**Goals**
**A)** Summarize the post about combining tracking and detection in two sentences.
**B)** Reproduce every row that follows the post, requests and their sample points included, shifting each coordinate in the answers by -30.

**Excerpt**
************
Search code examples
computer-visionobject-detection

Combine tracking and detection


I'm currently working on a multiple object tracking problem. I think using Tracking-by-Detection is a good choice. However, I do not know how to combine tracking and detection result so that detection can help improve tracking results.

I'm using Faster-RCNN, tensorflow object detection API as a simple starting point for detection. For tracking, I use KCF algorithm from opencv.

Detection is unstable because every frame is independent to the model, while tracking is much more stable.

Although tracking is more stable, when the object moves, tracker can not follow the object, which is not accurate.

So I'm thinking of combining these two methods to improve my result as both stable and accurate.

I have a background of computer vision but I'm new to this field (Multiple Object Tracking). Could anyone please give me some advice on how I should deal with this kind of problem ?

Thanks alot! :)
************
**Supplied data**
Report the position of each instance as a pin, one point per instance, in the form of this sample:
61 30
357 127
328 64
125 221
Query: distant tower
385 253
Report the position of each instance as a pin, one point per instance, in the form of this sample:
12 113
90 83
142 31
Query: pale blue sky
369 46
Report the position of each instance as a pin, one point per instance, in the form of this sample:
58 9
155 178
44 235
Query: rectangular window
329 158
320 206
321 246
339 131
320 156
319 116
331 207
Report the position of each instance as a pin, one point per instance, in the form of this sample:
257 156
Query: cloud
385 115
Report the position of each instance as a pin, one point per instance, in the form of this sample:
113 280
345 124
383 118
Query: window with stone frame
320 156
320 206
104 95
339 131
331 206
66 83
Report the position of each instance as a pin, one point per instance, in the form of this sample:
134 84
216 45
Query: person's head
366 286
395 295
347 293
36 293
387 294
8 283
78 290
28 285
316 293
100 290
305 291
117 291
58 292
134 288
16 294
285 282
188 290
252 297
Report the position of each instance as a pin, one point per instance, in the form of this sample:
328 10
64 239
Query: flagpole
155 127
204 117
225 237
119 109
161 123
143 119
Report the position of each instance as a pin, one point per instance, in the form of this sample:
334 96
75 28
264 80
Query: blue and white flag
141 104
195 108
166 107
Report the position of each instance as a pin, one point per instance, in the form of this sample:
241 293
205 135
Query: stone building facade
************
**Task-by-task results**
**A)** The poster is working on a multiple object tracking problem and uses Faster-RCNN through the TensorFlow object detection API for detection and the KCF algorithm from OpenCV for tracking. Detection is unstable because every frame is independent to the model, and tracking is more stable but cannot follow a moving object, so the poster asks for advice on combining the two for results that are both stable and accurate.

**B)**
Report the position of each instance as a pin, one point per instance, in the form of this sample:
61 30
357 127
328 64
125 221
Query: distant tower
355 223
Report the position of each instance as a pin, one point per instance, in the form of this sample:
12 113
90 83
142 31
Query: pale blue sky
339 16
Report the position of each instance as a pin, one point per instance, in the form of this sample:
58 9
155 178
44 235
Query: rectangular window
299 128
290 176
291 216
309 101
290 126
289 86
301 177
Report the position of each instance as a pin, one point per instance, in the form of this sample:
257 156
Query: cloud
355 85
Report the position of each instance as a pin, one point per instance, in the form of this sample:
113 280
345 124
383 118
Query: window with stone frame
290 126
290 176
74 65
309 101
301 176
36 53
Report the position of each instance as a pin, one point per instance, in the form of this sample:
134 84
216 45
Query: person's head
336 256
365 265
317 263
6 263
357 264
-22 253
48 260
-2 255
286 263
70 260
275 261
87 261
28 262
104 258
-14 264
255 252
158 260
222 267
Report the position of each instance as a pin, one point per instance, in the form of this sample:
328 10
64 239
Query: flagpole
125 97
174 87
195 207
89 79
131 93
113 89
Report the position of each instance as a pin, one point per instance, in the form of this sample:
334 96
75 28
264 80
Query: blue and white flag
111 74
165 78
136 77
Report the position of each instance as a pin, one point per instance, in the form of this sample:
241 293
205 135
Query: stone building facade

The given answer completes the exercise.